═══ Passage given ═══

Attempting Proof by Induction with Pi

**Capricious** · April 15th 2012, 12:32 PM

Sorry if this is in the wrong section, this is apparently University level mathematics (I'm in HS), so I don't really know what topic it belongs to. Anyways, the problem is an attachment (I have no idea how to write that in LaTeX format).

I tried proving it by induction, but I've only ever done that with summation, sigma, and don't know if it even works for Pi ? If someone could show me the proof for this problem, or tell me what way to go, I'd be forever grateful.

Also, $n\geq3$

**jens** · April 15th 2012, 03:08 PM

Hi,
I don't think you need induction. Remember that the modulus of a complex number $z = a+ib$ is $|z| = \sqrt{a^2+b^2}$ . Then keep in mind that $\cos^2(x)+\sin^2(x)=1$ . See what you can do with that.

**Capricious** · April 16th 2012, 01:45 AM

I'm not quite sure how that helps me? Yes, it allows me to simplify the expression to sqrt(2-2cos(2πr/n)), however this expression is still within the multiplication. Is there someway to simplify that expression further to make it work?

Someone please help, I'm really not making any progress on this.

**Deveno** · April 17th 2012, 12:43 PM

i have a totally different suggestion, consider instead the expression:

$\prod_{r=1}^{n-1} |\cos \left(\frac{2\pi r}{n}\right) + i \sin \left(\frac{2\pi r}{n}\right) - x| = \left|\prod_{r=1}^{n-1} (\cos \left(\frac{2\pi r}{n}\right) + i \sin \left(\frac{2\pi r}{n}\right) - x)\right|$

note that for each r, we have $\cos \left(\frac{2\pi r}{n}\right) + i \sin \left(\frac{2\pi r}{n}\right)$ is a root of $1 - x^n$ ,

and we have every root except the root 1 represented in our product of factors, so:

$\prod_{r=1}^{n-1} (\cos \left(\frac{2\pi r}{n}\right) + i \sin \left(\frac{2\pi r}{n}\right) - x) = \frac{1-x^n}{1-x} = 1 + x + \dots + x^{n-1}$ ,

hence $\prod_{r=1}^{n-1} |\cos \left(\frac{2\pi r}{n}\right) + i \sin \left(\frac{2\pi r}{n}\right) - x| = |1 + x + \dots + x^{n-1}|$ .

═══

▸ Job
Repeat word for word the part of the forum thread above on proof by induction with Pi that opens with "I tried proving" and closes with "be forever grateful.".

═══ Stored records ═══

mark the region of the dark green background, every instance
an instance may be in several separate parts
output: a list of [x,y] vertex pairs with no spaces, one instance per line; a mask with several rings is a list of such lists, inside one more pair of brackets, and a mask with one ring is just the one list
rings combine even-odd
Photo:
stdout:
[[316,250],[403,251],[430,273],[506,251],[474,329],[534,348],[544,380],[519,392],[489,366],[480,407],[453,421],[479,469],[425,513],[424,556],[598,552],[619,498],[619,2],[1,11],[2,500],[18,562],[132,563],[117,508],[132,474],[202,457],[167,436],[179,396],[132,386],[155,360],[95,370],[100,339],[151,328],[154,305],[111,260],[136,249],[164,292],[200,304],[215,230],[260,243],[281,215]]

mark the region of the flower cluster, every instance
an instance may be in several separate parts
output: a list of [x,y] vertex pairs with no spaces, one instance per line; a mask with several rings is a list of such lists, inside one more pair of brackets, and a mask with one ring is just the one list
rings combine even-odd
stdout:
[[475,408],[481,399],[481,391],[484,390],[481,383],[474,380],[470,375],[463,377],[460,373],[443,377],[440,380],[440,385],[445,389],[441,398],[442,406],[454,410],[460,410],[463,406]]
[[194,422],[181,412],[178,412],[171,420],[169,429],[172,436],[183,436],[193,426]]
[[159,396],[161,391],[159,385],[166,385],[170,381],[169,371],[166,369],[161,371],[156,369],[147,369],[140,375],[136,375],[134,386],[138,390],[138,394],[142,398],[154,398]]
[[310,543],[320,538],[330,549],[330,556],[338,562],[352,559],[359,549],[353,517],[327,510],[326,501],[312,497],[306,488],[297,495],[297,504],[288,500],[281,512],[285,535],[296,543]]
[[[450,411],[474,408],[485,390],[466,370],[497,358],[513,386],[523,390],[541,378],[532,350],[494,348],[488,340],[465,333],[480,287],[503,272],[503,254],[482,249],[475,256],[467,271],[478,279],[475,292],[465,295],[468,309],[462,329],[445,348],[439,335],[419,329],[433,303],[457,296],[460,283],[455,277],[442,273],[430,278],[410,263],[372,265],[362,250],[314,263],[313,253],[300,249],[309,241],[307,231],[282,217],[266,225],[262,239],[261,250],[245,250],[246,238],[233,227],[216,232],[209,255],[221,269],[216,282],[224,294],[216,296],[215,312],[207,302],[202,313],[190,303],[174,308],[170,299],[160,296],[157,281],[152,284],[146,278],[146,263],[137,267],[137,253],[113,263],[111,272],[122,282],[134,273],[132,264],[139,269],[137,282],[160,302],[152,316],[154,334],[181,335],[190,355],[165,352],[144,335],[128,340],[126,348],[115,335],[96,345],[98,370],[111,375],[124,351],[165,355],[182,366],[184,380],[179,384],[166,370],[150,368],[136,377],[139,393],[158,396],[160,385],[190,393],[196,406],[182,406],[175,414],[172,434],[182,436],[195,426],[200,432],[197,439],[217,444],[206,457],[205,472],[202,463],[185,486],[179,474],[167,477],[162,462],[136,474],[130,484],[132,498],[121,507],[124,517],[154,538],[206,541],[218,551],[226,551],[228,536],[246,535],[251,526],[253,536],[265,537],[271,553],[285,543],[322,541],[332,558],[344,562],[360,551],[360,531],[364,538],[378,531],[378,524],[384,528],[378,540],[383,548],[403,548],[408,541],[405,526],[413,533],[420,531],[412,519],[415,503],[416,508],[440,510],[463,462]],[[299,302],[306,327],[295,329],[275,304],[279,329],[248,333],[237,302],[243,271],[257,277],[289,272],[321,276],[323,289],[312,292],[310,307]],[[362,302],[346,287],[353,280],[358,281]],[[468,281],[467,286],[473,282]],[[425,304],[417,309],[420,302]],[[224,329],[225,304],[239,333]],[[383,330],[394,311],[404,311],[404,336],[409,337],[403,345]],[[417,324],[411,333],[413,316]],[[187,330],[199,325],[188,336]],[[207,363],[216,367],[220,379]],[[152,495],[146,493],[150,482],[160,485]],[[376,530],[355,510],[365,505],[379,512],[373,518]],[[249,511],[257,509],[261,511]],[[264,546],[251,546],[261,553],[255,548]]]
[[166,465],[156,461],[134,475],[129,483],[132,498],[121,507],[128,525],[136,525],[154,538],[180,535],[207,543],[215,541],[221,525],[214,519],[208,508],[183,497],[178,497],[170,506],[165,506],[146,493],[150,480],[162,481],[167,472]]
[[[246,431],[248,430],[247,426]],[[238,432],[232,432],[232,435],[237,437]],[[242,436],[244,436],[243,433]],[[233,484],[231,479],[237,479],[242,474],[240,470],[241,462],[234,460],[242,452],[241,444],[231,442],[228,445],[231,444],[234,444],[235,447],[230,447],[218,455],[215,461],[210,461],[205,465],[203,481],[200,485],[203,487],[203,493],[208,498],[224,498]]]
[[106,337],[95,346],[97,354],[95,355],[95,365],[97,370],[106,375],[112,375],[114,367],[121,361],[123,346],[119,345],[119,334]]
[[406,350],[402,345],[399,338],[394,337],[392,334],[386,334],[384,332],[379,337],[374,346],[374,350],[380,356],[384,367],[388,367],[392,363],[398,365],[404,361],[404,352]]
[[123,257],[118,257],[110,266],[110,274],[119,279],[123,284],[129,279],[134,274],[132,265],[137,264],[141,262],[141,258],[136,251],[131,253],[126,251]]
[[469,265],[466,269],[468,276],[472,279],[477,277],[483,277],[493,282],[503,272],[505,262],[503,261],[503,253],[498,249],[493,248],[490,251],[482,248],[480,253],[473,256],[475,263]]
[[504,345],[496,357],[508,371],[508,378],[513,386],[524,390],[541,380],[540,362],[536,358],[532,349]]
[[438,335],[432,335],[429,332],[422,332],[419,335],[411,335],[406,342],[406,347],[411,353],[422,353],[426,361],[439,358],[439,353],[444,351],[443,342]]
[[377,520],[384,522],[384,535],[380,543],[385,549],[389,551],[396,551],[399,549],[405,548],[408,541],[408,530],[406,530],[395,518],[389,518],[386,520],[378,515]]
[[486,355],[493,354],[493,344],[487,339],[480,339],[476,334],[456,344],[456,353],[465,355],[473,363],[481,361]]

═══

▸ Solution to this task
I tried proving it by induction, but I've only ever done that with summation, sigma, and don't know if it even works for Pi ? If someone could show me the proof for this problem, or tell me what way to go, I'd be forever grateful.